- Opening Delimiter -

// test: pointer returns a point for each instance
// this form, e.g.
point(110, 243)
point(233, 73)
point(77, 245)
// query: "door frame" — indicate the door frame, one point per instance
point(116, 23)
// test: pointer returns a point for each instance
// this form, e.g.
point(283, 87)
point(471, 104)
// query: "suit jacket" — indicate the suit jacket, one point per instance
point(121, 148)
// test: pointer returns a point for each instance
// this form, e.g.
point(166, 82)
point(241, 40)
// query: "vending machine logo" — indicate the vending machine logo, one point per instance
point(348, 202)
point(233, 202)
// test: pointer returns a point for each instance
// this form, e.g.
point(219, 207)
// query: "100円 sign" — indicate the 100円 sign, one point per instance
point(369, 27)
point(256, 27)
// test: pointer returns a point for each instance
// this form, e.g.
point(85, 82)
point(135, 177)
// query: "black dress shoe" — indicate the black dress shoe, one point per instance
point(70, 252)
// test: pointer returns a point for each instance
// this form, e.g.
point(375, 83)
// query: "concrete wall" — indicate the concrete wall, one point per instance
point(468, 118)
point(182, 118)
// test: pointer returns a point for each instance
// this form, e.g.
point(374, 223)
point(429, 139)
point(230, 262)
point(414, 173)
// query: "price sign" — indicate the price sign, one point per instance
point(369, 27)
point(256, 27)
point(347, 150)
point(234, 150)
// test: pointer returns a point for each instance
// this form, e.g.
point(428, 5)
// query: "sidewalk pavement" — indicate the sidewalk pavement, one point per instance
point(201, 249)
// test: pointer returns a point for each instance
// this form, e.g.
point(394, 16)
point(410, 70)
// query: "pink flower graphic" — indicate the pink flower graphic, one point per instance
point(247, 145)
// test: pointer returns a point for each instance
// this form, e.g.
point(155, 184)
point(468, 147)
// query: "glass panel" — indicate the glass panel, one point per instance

- Closing Delimiter -

Activity: Give every entry once more, exactly as it reads.

The answer:
// test: pointer returns a point for each instance
// this form, e.g.
point(110, 243)
point(233, 73)
point(77, 245)
// query: "door frame" — indicate the door frame, one point per instance
point(116, 23)
// test: pointer returns a point for each instance
// this form, e.g.
point(283, 87)
point(471, 104)
// query: "suit jacket" — indicate the suit jacket, one point per instance
point(121, 148)
// test: pointer returns a point for each instance
// this form, e.g.
point(166, 82)
point(241, 40)
// query: "vending machine logo" — indicate the vending machine logo, one point per instance
point(348, 202)
point(233, 202)
// test: pointer returns a point for each instance
// this form, e.g.
point(219, 207)
// query: "100円 sign" — indicate the 100円 sign, one point per instance
point(369, 27)
point(256, 27)
// test: pointer returns a point for each instance
// this form, e.g.
point(85, 82)
point(135, 177)
// query: "black dress shoe" — indicate the black dress shoe, one point per instance
point(70, 252)
// test: pointer returns a point for each instance
// this form, e.g.
point(375, 83)
// query: "concrete wall" — indicate the concrete wall, one point per instance
point(468, 118)
point(182, 118)
// test: pointer returns a point for each instance
// this form, e.g.
point(374, 223)
point(429, 139)
point(230, 262)
point(414, 173)
// query: "price sign" — indicate the price sign, one point per instance
point(369, 27)
point(256, 27)
point(347, 150)
point(234, 150)
// test: pointer returns a point for each instance
// this form, e.g.
point(428, 5)
// query: "sidewalk pavement" — indicate the sidewalk pavement, one point per instance
point(201, 249)
// test: pointer returns a point for each instance
// this form, e.g.
point(394, 16)
point(410, 70)
// query: "pink flower graphic" — indicate the pink flower graphic, one point per instance
point(247, 145)
// test: pointer returns a point for each instance
// this form, e.g.
point(155, 184)
point(468, 147)
// query: "glass panel" — indicate the glass panel, one point per instance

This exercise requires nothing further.